**STATED GOAL 1**
Write out the passage on the birthday bound word for word, beginning at the words "Birthday Bound: Concrete" and stopping after "(about 18 quintillion)".

**EXTRACT PROVIDED**

Birthday Bound: Concrete Numbers

• DES has 64-bit blocks: \(N = 2^{64}\)
  • 50% collision at \(Q \approx 2^{32}\) queries (about 4 billion)
  • That’s feasible on modern hardware, so DES is not a secure PRF!
• AES has 128-bit blocks: \(N = 2^{128}\)
  • 50% collision at \(Q \approx 2^{64}\) queries (about 18 quintillion)
  • At 1 billion queries/second, that would take 500+ years
• The birthday bound is the gap between a random permutation and a random function
  • After \(Q\) queries, the advantage is at most \(Q^2 / (2 |\mathcal{X}|)\)
  • For AES: \(2^{64}\) queries before the gap becomes detectable
• This is why block size matters for PRF security, not just key size!

Why Does Breaking PRF Security Matter?

• “So I can tell it’s a permutation. So what? The plaintext is still encrypted!”
• The security of CBC and CTR mode is proven under the assumption that the block cipher is a good PRF
  • The proof says: “if no one can distinguish \(E(k, \cdot)\) from a random function, then no one can distinguish ciphertexts”

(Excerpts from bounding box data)
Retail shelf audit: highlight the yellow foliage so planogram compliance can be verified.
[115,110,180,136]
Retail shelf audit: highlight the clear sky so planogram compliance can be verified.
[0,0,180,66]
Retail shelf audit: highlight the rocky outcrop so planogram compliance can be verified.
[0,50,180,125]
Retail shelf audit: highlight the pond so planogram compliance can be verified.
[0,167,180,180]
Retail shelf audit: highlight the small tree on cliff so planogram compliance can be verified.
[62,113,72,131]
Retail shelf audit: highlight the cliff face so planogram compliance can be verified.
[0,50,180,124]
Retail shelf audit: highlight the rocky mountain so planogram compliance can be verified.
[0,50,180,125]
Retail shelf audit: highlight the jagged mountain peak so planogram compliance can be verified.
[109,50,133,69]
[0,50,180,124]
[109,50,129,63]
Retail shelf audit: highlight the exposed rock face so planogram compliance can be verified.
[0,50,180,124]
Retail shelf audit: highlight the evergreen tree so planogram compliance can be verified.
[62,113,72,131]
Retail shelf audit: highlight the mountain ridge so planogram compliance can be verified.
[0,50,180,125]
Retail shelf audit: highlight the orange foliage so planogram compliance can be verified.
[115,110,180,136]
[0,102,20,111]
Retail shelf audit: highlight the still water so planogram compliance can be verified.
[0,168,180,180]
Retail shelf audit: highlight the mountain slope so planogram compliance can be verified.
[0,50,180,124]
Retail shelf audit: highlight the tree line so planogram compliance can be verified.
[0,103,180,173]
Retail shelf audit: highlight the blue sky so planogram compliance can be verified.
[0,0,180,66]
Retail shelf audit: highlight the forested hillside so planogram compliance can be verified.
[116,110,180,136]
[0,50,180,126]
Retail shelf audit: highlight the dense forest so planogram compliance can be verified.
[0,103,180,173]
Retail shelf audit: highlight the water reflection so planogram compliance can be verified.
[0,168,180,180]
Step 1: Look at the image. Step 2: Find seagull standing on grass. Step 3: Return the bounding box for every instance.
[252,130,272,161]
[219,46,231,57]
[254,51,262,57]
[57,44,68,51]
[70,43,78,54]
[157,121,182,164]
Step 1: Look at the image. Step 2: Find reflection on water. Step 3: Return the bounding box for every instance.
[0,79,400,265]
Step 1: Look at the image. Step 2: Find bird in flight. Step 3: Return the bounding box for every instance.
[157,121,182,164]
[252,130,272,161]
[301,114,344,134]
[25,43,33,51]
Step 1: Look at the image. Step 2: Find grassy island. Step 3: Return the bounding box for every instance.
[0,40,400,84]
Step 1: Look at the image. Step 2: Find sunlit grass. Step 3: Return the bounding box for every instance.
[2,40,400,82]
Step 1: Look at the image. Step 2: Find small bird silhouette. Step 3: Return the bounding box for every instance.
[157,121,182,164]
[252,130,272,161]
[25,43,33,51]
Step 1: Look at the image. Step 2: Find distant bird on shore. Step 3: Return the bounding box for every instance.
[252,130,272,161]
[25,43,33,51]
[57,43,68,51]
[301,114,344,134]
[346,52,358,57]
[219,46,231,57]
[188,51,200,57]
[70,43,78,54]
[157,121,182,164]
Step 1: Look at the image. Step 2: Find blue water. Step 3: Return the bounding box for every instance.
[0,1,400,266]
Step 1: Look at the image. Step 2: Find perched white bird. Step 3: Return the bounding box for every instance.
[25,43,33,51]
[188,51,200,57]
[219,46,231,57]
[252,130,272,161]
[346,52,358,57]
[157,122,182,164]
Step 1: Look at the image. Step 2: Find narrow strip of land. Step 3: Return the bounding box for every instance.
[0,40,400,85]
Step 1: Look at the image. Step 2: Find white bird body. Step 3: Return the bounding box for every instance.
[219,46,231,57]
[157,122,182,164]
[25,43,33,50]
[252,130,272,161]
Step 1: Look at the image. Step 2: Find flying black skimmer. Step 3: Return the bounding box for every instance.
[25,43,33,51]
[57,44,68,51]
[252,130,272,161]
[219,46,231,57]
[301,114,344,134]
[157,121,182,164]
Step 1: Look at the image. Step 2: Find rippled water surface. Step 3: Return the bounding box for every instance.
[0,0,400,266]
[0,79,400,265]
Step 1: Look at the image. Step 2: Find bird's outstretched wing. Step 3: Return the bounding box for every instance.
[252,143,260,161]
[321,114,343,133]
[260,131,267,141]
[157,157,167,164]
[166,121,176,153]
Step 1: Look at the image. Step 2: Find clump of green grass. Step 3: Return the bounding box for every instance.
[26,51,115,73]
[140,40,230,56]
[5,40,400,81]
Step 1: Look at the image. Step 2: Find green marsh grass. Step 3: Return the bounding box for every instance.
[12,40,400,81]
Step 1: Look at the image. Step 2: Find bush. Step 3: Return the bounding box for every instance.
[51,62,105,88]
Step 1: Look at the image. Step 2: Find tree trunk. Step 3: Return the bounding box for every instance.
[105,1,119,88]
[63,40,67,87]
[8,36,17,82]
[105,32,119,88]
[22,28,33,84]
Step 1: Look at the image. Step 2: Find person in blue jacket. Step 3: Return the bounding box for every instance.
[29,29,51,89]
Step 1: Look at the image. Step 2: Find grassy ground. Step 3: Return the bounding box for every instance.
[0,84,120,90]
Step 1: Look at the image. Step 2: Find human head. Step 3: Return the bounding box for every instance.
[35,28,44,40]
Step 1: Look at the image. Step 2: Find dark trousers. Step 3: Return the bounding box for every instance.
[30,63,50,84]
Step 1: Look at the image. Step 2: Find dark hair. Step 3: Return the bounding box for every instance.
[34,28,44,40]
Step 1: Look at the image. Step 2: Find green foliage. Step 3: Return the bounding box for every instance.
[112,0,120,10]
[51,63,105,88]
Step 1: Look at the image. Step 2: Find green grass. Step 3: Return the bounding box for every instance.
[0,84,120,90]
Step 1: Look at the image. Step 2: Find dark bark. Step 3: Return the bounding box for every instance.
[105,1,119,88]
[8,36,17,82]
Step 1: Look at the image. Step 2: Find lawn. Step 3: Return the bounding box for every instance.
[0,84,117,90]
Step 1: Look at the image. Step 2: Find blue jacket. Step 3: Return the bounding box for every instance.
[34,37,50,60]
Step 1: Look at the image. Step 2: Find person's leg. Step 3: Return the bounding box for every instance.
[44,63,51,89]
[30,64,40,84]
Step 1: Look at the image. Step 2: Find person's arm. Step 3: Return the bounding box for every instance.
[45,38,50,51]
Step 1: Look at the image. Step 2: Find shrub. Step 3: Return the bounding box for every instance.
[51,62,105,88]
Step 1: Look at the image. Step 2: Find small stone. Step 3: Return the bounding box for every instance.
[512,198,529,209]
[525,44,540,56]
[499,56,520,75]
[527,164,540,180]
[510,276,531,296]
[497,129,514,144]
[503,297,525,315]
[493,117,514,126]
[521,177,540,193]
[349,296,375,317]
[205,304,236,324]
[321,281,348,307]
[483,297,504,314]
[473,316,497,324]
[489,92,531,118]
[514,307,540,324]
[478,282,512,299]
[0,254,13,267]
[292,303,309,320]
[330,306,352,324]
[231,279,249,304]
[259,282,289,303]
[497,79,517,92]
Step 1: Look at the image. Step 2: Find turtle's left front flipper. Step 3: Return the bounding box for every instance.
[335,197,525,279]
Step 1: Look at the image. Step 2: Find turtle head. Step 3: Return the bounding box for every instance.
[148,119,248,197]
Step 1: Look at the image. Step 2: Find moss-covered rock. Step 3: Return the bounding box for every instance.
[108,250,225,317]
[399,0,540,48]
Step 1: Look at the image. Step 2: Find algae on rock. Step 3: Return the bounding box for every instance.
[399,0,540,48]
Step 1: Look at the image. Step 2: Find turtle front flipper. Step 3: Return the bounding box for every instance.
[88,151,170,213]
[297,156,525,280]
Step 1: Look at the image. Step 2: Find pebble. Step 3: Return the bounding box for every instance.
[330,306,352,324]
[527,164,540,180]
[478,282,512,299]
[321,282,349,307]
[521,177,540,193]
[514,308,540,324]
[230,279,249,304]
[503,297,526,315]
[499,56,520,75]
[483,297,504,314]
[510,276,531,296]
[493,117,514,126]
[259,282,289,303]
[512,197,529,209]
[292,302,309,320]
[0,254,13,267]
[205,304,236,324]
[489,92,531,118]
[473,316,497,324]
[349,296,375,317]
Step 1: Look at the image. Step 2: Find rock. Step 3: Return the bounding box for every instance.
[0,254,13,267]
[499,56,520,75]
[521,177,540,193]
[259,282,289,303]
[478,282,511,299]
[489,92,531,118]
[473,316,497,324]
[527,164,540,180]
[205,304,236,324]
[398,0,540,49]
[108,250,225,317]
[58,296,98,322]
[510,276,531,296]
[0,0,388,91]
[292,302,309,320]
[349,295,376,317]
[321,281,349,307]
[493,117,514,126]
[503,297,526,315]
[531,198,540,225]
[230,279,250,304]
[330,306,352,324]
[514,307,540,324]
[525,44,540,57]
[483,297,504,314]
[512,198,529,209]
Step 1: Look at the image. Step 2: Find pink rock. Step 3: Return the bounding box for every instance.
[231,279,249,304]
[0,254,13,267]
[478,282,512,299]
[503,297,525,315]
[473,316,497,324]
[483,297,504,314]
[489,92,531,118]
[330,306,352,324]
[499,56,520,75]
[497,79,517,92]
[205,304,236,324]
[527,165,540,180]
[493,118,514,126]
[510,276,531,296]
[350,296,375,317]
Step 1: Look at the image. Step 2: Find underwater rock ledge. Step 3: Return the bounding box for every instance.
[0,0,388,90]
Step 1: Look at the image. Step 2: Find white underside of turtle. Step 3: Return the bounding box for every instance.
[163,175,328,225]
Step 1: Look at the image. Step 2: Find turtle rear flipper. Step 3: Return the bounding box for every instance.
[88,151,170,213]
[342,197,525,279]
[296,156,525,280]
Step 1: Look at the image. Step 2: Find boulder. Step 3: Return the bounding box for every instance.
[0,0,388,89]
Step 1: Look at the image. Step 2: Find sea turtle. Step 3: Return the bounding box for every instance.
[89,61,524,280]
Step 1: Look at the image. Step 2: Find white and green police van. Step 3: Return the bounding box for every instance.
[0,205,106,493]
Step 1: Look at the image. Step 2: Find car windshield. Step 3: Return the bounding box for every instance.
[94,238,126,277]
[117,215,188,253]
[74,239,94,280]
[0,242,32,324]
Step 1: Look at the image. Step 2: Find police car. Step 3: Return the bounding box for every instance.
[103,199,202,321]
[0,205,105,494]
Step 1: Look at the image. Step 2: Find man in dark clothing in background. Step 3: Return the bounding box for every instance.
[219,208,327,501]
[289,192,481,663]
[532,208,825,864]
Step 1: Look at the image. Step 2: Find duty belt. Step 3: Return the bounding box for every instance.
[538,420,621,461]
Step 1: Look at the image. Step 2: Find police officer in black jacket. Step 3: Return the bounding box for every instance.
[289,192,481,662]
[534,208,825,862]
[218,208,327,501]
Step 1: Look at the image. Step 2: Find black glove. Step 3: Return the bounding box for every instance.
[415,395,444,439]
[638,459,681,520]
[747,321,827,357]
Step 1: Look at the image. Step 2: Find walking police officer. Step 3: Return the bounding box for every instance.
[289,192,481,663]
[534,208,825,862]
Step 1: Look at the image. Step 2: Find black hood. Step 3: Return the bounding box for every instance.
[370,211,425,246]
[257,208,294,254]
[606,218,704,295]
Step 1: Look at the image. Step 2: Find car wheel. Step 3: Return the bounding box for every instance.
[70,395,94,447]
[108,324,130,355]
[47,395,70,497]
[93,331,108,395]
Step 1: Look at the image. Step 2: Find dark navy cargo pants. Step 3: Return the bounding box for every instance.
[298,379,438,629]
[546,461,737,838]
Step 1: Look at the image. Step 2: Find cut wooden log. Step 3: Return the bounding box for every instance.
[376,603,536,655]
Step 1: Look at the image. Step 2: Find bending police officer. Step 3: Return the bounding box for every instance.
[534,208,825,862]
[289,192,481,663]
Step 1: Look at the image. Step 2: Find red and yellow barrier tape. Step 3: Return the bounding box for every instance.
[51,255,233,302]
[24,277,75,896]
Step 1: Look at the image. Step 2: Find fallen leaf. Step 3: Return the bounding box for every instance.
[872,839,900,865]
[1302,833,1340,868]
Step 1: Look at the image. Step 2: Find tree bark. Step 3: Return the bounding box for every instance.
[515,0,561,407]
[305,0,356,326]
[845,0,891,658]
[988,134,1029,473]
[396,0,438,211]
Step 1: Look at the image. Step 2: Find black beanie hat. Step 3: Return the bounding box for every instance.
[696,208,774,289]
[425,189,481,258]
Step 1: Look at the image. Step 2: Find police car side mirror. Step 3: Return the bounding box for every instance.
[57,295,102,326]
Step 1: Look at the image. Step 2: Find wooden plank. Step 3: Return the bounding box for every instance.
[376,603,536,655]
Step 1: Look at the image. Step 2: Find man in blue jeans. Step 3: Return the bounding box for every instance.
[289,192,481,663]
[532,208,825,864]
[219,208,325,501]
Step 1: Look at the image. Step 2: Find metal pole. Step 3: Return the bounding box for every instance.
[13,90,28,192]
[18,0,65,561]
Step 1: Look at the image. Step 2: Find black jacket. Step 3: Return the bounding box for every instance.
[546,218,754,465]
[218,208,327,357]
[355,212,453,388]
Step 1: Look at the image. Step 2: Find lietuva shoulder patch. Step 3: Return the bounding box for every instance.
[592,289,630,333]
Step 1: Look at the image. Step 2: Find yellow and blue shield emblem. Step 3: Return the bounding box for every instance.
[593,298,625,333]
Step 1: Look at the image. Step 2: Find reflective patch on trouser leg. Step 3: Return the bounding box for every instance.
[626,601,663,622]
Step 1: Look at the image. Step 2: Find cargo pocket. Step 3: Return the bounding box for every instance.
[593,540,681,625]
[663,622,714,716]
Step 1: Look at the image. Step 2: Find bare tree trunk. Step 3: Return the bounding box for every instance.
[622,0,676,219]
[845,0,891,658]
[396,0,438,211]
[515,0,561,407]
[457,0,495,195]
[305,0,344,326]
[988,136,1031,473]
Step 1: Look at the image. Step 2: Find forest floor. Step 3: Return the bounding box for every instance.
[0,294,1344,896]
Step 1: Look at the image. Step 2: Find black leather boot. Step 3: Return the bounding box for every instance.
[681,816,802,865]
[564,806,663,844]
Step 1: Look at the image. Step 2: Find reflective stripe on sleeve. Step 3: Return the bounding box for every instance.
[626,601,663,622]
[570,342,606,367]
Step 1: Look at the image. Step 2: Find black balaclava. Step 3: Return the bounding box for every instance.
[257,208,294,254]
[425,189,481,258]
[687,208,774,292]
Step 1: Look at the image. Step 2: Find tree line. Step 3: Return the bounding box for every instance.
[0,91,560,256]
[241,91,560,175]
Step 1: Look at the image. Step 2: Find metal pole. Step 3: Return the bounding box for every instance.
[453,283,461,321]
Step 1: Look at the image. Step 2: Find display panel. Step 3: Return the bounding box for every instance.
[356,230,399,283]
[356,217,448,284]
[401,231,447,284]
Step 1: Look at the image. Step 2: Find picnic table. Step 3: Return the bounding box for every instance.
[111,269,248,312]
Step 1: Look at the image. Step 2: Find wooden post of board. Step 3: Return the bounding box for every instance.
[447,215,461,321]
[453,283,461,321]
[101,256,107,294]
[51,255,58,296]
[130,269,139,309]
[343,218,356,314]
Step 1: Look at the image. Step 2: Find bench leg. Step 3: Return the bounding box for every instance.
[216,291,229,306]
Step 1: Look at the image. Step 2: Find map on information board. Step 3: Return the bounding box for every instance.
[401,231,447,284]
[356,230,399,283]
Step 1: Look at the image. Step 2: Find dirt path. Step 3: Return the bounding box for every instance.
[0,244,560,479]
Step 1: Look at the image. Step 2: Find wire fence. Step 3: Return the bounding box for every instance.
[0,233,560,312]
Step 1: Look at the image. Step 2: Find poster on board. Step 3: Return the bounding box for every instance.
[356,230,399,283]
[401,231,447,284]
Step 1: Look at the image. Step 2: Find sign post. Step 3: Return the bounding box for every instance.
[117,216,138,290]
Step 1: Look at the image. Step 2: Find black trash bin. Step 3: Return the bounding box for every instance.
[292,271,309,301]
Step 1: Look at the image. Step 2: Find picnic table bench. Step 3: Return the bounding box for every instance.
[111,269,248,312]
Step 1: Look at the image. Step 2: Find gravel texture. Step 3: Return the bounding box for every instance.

**STATED GOAL 2**
List every line of the records that contains the word "person".

**RESPONSE 1**
Birthday Bound: Concrete Numbers

• DES has 64-bit blocks: \(N = 2^{64}\)
  • 50% collision at \(Q \approx 2^{32}\) queries (about 4 billion)
  • That’s feasible on modern hardware, so DES is not a secure PRF!
• AES has 128-bit blocks: \(N = 2^{128}\)
  • 50% collision at \(Q \approx 2^{64}\) queries (about 18 quintillion)

**RESPONSE 2**
Step 1: Look at the image. Step 2: Find person in blue jacket. Step 3: Return the bounding box for every instance.
Step 1: Look at the image. Step 2: Find person's leg. Step 3: Return the bounding box for every instance.
Step 1: Look at the image. Step 2: Find person's arm. Step 3: Return the bounding box for every instance.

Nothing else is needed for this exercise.